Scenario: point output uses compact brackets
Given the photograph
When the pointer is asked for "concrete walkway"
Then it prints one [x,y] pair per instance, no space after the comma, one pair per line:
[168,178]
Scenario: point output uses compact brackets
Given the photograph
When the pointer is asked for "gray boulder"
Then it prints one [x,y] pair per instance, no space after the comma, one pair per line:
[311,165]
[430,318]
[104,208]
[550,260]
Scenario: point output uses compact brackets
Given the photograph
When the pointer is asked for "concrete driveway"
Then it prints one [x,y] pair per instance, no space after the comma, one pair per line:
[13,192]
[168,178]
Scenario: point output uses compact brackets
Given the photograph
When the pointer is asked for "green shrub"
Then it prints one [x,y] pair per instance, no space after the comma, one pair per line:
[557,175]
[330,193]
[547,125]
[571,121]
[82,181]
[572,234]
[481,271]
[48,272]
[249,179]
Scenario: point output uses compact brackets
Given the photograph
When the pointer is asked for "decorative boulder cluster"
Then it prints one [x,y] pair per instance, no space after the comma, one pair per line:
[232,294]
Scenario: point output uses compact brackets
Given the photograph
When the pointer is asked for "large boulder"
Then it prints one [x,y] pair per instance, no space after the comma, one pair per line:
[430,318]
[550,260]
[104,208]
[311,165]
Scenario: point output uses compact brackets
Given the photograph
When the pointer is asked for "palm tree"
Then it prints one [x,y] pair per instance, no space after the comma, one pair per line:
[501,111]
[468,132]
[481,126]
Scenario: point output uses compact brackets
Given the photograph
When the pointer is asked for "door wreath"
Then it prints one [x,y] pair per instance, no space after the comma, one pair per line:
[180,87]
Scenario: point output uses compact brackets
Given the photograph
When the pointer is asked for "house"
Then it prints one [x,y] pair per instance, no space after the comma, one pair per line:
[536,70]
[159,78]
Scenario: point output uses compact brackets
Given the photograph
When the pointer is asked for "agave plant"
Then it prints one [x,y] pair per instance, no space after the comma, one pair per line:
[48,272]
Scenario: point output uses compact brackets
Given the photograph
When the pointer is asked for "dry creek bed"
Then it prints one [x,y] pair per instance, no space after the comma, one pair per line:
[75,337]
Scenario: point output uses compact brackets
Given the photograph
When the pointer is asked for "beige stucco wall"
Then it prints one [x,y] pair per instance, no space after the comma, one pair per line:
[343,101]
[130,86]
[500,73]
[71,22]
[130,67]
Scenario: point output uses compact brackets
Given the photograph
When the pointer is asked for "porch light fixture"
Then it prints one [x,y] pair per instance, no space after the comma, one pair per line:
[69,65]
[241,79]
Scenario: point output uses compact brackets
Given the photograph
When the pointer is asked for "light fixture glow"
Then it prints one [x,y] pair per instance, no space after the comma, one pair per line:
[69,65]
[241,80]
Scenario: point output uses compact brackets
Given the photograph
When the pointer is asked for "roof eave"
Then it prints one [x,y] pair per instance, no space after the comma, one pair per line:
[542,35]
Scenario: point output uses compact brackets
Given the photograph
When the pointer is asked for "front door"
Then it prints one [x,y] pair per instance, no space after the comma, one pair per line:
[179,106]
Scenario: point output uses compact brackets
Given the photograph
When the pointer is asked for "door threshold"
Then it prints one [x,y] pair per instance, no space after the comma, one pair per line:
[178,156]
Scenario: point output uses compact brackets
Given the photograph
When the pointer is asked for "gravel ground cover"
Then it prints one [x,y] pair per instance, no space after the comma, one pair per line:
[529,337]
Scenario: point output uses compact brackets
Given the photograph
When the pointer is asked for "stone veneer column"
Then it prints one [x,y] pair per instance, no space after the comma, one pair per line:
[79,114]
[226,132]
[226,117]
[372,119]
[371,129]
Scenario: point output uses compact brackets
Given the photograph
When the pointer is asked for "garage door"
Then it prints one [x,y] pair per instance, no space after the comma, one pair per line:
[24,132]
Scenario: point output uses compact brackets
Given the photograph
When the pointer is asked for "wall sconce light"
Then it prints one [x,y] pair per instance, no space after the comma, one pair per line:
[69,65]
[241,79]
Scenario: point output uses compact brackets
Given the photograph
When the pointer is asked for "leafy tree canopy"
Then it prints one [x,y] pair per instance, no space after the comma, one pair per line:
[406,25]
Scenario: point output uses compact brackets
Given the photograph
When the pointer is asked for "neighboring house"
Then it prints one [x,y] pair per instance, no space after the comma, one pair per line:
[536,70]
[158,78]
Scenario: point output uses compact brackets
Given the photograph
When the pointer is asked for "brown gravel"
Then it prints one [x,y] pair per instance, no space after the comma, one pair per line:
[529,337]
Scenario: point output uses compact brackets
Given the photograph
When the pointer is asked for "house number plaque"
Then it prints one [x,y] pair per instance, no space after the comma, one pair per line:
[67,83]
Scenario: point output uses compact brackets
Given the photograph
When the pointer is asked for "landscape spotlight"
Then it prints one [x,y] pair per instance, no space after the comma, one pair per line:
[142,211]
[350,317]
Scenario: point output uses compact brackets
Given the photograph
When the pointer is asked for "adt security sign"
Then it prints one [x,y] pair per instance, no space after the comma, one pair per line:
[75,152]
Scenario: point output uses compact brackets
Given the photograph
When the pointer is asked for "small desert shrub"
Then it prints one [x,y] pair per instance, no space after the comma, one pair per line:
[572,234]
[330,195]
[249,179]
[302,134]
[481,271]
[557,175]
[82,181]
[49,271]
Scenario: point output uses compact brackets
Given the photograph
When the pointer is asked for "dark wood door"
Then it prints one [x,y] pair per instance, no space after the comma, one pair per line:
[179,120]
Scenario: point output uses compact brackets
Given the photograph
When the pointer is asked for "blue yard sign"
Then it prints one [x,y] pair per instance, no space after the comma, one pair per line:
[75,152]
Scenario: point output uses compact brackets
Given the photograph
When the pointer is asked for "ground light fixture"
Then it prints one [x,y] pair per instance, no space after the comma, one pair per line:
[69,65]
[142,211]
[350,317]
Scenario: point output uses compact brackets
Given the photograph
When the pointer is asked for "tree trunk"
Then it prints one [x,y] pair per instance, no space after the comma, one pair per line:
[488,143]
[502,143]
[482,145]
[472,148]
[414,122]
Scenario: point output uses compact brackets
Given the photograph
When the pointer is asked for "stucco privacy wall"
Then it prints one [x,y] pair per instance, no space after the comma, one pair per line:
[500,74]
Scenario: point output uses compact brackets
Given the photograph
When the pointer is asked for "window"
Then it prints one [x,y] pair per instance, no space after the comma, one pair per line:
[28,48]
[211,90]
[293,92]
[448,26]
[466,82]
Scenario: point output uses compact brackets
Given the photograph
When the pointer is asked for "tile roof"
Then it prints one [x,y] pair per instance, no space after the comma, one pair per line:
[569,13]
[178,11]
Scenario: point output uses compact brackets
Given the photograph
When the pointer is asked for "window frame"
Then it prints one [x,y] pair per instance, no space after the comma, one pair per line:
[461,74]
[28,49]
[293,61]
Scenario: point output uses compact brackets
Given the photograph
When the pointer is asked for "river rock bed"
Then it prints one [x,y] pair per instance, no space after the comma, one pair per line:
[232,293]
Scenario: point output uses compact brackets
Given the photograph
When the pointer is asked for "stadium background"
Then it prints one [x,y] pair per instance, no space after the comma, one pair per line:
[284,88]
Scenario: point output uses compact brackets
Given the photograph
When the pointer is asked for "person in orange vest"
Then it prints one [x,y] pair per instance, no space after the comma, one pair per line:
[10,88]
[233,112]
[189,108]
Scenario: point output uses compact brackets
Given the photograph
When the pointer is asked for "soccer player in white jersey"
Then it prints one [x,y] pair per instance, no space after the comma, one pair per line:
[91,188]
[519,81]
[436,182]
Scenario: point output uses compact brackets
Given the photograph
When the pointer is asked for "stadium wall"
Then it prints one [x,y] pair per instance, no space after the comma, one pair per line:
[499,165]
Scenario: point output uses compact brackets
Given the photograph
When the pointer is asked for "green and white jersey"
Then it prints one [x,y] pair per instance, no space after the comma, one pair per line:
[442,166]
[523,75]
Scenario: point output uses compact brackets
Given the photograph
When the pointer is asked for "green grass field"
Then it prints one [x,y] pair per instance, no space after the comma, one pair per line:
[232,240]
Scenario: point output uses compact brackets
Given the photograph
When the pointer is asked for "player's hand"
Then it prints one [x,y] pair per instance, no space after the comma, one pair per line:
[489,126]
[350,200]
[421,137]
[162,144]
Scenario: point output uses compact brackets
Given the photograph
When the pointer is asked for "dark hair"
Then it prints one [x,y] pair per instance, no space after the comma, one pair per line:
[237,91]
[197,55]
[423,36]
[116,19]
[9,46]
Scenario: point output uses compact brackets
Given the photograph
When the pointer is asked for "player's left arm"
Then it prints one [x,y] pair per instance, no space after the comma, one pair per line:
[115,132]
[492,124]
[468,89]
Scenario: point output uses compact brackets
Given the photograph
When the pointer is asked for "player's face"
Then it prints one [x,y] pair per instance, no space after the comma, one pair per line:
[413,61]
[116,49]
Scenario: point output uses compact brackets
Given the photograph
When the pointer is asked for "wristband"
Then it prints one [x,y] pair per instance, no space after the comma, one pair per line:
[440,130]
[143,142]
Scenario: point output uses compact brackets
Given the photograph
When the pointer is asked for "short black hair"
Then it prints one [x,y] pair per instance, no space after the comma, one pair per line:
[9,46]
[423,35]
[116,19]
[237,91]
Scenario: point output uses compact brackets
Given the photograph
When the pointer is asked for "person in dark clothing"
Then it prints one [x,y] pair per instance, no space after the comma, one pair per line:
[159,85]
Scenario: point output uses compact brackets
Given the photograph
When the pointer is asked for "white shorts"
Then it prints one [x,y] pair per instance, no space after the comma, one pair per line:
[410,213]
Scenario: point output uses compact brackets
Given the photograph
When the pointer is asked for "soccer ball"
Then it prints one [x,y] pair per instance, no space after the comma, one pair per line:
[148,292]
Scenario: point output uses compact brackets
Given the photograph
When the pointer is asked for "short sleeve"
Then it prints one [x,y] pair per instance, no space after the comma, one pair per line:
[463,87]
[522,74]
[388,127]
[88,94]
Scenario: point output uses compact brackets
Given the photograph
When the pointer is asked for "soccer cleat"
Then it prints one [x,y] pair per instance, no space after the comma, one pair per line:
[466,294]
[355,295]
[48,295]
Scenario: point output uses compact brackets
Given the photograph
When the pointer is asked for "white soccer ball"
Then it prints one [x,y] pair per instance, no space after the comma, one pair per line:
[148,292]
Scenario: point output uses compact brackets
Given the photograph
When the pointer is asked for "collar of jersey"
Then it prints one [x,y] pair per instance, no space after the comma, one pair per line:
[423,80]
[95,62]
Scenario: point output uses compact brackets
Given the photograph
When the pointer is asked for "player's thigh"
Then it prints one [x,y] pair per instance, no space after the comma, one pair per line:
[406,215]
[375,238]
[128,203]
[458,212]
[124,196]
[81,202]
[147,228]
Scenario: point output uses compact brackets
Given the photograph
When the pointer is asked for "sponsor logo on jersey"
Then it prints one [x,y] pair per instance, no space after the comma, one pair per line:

# # # #

ACTION ITEM ▸ Find the word "tree" in the data and show each line that holds it.

PROBLEM SOLUTION ▸
When the pointer is asked for "palm tree"
When the pointer is asked for "leafy tree canopy"
When the pointer is asked for "tree trunk"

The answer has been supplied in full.